◆ Task set
1. Please update the coeliac disease text between "We included patients" and "and December 2019.", inclusive, replacing "registry" with "database".
2. According to the coeliac disease text, in what year did Samuel Gee give the first description of the disease?

◆ Extract provided
Coeliac disease (CD) is an autoimmune-mediated disorder resulting in intestinal damage and mucosal atrophy on consumption of gluten [1]. CD is a common comorbidity in type 1 diabetes (T1D) with an average prevalence of approx. 5% versus 1% in the general population [2]. In an international comparison of children and adolescents with T1D, CD prevalence has been reported to range between 1.6% and 16.4% [3]. Prevalence of CD is increasing, even in regions like Asia, where gluten is now consumed more frequently due to changes in eating habits and infant feeding [4].

The first description of CD was given by Samuel Gee in 1888, suggesting dietary treatment; however, wheat, rye, and oats as toxic components were not identified until 1950 [5]. Earlier publications discussing CD and behavioural abnormalities presented case reports of phlegmatic, “difficult,” or “naughty” infants and children with overall bad behaviour, crying attacks of unknown reasons during the night, low appetite, and general negativity [6, 7], which improved after initiation of a gluten-free diet (GFD).

Guidelines by the European Society for the Study of Coeliac Disease recommend duodenal biopsies for CD diagnosis in adults [8], especially if patients have pre-existing T1D, family history of CD, or other associated comorbidities [9]. CD in adults is often associated with concomitant extra-intestinal symptoms including anxiety, depression, thoughts of self-harm, dementia, epilepsy, attention deficit hyperactivity disorder (ADHD), autism, eating disorders, infertility, and others [10,11,12,13,14,15,16,17].

However, not every patient with CD experiences symptoms [18]. As a genetic component of CD has been recognized, family members of CD patients are often screened before symptoms occur [19, 20]. The recent ESPGHAN guidelines postulate antibody testing in all suspected CD cases with subsequent biopsy in case the antibody titers are not more than 10 times the upper limit of the reference range [1]. Based on the increased prevalence of CD in T1D, the ISPAD guidelines also recommend CD screening at diagnosis of T1D and at 2 and 5 years thereafter [17]. The multinational TEDDY study focused on genetic and environmental risk factors for T1D and CD in newborns and infants that showed typical HLA haplotypes [21].

Until today, the only way to treat CD and prevent symptoms is via strict GFD, since even the smallest amounts of gluten can cause the onset or aggravation of CD symptoms [12]. By diagnosing CD and strictly adhering to a GFD, the occurrence of symptoms can be prevented.

According to the World Health Organization (WHO), the global prevalence of depressive disorders in children and adolescents ranges from 3–4.5% [22]. In young T1D patients, the prevalence of depression ranges from 15 to 30% [23,24,25].

The treatment of T1D, CD, and depression all requires different knowledge in the respective treatment and therefore a multidisciplinary team. To our knowledge, there are no studies about the combined occurrence of depression and CD in paediatric and young adult T1D patients. Our aim is to fill that gap and compare young T1D patients with CD and/or depression to T1D patients with neither CD nor depression, investigating demographic and therapy-related outcomes. In addition, we assessed possible associations with further psychological, neurological, and microvascular comorbidities.

Materials and methods


We included patients from the diabetes prospective follow-up registry (DPV) that fulfilled the following criteria: (1) T1D diabetes onset at age ≥ 6 months, (2) age 6–20 years, (3) at least 6 months of diabetes duration, and (4) treatment data available between January 1995 and December 2019.

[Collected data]
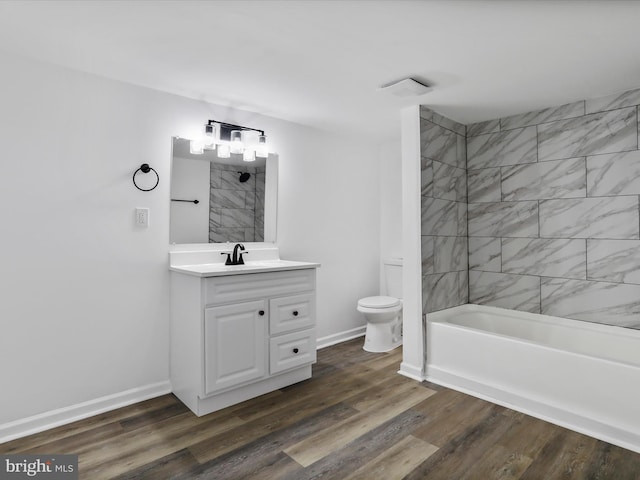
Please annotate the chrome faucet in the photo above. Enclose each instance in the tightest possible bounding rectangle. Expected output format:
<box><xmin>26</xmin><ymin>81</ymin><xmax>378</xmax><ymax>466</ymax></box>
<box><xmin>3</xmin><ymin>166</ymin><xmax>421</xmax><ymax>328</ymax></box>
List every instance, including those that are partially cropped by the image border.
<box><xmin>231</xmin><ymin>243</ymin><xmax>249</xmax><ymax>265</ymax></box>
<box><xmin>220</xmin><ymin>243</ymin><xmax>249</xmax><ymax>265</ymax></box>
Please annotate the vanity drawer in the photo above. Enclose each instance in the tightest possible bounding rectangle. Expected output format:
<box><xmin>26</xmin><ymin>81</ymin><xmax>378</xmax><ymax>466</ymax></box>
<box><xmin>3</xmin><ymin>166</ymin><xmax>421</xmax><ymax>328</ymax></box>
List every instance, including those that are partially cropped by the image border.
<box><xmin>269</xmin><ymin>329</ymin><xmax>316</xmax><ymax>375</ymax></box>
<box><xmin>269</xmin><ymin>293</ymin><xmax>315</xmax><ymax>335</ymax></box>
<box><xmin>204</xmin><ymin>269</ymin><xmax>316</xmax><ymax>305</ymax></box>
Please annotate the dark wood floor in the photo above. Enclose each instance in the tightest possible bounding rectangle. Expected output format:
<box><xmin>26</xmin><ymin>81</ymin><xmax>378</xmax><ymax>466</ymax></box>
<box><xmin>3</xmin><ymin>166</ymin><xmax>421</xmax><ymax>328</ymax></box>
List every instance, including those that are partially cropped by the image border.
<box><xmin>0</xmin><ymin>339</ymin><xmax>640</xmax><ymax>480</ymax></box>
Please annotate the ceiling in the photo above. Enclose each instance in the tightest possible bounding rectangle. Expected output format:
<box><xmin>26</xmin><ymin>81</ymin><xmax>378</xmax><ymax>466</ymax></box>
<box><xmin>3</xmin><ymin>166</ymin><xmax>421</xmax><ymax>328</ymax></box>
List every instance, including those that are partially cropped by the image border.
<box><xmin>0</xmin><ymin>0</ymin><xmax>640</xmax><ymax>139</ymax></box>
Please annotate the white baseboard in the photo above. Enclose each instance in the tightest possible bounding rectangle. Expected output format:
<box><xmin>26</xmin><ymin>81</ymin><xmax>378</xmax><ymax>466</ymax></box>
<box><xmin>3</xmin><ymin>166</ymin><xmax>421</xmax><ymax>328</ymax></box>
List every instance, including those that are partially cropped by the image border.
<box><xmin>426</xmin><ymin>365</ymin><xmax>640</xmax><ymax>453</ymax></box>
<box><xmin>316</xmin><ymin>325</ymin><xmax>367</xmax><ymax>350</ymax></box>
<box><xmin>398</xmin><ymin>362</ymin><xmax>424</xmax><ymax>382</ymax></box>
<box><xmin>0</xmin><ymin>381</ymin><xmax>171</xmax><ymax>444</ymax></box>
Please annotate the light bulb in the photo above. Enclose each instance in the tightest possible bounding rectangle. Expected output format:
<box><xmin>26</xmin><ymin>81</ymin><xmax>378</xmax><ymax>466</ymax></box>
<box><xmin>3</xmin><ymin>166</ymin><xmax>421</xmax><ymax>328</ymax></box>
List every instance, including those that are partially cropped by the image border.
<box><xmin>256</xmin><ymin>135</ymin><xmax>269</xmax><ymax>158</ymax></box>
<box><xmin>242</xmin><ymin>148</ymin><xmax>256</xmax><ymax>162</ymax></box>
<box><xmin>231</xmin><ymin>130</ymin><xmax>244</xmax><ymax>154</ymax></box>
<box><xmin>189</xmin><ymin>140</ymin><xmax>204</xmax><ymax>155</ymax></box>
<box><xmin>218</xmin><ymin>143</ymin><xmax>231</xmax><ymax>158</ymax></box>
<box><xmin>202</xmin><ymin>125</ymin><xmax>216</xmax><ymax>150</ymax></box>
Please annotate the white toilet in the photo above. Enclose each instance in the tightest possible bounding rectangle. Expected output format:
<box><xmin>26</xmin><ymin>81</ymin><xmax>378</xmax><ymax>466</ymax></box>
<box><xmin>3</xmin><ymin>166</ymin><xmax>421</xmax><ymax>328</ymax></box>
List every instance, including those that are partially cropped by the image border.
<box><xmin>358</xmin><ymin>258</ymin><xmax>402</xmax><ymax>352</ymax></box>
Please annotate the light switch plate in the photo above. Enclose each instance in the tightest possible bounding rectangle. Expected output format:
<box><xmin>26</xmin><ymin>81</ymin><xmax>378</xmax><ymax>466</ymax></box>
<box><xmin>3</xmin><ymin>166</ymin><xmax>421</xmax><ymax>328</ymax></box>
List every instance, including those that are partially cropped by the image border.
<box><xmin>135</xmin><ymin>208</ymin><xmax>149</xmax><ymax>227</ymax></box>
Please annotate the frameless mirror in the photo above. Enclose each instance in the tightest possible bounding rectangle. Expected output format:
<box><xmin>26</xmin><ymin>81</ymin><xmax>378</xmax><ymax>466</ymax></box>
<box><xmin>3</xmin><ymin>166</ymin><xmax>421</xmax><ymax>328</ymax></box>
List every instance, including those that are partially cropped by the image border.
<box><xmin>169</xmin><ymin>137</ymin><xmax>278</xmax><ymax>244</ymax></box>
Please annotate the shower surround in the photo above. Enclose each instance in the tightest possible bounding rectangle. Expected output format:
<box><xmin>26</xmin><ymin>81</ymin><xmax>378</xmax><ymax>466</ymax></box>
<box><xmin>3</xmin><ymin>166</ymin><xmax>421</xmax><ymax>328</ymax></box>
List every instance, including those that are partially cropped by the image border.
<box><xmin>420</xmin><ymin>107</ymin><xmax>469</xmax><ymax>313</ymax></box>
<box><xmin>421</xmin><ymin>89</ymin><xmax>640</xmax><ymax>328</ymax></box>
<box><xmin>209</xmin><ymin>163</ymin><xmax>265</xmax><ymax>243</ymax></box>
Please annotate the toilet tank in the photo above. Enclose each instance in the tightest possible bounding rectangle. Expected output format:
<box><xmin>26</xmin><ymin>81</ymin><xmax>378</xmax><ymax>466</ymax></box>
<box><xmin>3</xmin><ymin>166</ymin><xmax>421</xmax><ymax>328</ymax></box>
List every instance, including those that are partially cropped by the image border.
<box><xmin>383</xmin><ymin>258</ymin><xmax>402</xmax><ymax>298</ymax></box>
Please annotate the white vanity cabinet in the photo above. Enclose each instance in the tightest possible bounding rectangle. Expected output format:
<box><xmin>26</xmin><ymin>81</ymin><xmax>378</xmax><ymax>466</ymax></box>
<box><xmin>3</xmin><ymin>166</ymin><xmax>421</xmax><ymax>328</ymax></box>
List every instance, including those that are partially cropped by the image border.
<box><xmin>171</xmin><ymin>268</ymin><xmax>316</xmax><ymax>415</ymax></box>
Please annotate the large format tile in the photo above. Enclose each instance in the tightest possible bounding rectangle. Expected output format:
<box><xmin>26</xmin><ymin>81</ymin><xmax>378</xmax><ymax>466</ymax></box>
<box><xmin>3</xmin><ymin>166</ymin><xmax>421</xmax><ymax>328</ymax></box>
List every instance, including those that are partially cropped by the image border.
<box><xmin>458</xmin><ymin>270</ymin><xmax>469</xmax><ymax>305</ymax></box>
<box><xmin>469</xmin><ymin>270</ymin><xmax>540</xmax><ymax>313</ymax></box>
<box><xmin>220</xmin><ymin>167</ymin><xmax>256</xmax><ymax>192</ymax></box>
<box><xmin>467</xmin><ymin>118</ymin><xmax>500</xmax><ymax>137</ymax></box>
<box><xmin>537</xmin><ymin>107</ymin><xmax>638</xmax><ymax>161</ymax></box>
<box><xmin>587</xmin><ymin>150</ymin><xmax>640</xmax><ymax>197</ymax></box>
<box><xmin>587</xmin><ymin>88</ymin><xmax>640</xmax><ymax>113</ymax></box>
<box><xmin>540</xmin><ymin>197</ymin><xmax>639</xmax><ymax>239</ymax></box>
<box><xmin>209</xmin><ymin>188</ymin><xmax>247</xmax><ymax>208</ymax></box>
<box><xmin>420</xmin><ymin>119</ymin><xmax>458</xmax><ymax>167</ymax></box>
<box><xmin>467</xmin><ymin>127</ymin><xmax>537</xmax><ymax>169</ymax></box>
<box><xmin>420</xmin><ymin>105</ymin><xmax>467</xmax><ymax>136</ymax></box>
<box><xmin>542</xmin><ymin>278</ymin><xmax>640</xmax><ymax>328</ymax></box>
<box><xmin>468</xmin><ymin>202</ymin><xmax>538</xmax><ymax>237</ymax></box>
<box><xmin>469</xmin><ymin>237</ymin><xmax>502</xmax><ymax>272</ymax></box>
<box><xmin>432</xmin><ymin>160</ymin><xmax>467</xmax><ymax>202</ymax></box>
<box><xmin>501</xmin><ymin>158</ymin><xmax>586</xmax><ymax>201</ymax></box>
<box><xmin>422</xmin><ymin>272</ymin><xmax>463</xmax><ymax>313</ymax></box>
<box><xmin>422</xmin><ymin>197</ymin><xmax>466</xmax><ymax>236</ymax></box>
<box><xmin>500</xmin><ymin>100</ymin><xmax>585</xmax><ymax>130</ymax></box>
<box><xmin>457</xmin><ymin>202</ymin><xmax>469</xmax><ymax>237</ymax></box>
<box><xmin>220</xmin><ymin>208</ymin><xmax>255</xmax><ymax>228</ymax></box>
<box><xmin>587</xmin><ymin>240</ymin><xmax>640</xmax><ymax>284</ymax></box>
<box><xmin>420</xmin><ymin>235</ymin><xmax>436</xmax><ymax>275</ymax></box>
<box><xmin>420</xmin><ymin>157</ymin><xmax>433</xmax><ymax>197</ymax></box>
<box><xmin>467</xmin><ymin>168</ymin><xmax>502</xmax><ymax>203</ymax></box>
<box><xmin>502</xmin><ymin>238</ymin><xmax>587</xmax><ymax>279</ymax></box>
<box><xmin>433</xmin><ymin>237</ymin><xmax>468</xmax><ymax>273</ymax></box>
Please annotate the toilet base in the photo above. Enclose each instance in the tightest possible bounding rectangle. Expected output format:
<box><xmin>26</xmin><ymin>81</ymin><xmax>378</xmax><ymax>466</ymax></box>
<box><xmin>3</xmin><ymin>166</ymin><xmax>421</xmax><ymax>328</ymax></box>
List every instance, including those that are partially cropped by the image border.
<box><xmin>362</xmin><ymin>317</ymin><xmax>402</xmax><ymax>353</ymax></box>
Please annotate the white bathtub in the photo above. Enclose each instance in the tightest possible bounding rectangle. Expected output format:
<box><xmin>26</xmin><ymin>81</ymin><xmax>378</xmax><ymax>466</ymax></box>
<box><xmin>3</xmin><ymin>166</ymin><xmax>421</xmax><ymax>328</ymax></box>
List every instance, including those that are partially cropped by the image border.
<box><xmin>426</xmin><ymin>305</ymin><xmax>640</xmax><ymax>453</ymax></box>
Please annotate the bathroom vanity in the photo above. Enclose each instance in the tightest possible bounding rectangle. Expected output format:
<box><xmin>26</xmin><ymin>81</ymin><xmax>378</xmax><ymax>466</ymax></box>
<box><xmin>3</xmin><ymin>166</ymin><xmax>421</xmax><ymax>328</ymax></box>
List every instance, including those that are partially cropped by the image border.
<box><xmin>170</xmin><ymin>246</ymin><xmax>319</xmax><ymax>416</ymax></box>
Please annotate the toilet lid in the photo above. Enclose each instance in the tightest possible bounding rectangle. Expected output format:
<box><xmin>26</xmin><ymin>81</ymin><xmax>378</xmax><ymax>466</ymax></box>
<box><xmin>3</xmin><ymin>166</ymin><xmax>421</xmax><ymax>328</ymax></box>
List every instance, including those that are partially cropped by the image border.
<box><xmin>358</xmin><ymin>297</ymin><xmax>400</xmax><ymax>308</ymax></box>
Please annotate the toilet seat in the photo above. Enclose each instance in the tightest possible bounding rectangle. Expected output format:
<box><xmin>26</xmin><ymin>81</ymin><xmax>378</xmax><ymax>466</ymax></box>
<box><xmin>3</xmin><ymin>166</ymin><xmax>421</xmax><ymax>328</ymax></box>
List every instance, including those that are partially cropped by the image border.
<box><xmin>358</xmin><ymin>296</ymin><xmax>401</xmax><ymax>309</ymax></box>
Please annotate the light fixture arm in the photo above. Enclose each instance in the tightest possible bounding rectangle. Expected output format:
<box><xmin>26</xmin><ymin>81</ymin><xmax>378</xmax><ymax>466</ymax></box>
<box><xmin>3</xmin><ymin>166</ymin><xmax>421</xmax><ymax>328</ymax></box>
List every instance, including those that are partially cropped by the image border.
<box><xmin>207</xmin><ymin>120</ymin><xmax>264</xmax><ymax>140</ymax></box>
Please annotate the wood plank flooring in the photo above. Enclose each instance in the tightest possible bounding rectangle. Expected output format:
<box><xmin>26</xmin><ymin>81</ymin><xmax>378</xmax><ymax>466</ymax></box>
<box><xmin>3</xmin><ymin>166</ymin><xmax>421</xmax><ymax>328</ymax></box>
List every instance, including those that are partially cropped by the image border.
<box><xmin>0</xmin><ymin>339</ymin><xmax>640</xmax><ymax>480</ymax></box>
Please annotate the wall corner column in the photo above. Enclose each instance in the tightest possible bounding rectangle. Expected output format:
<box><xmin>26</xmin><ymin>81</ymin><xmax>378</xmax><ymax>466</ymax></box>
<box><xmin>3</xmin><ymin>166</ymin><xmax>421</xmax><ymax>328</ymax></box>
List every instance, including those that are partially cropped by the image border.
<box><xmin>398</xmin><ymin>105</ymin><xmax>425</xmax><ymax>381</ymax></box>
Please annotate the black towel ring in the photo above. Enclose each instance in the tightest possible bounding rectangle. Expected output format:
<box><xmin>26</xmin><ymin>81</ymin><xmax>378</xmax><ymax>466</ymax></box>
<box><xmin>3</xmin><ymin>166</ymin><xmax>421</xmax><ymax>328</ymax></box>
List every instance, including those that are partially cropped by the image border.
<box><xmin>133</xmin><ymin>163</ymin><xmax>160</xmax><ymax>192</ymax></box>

◆ Solutions to the problems
1.
We included patients from the diabetes prospective follow-up database (DPV) that fulfilled the following criteria: (1) T1D diabetes onset at age ≥ 6 months, (2) age 6–20 years, (3) at least 6 months of diabetes duration, and (4) treatment data available between January 1995 and December 2019.

2. 1888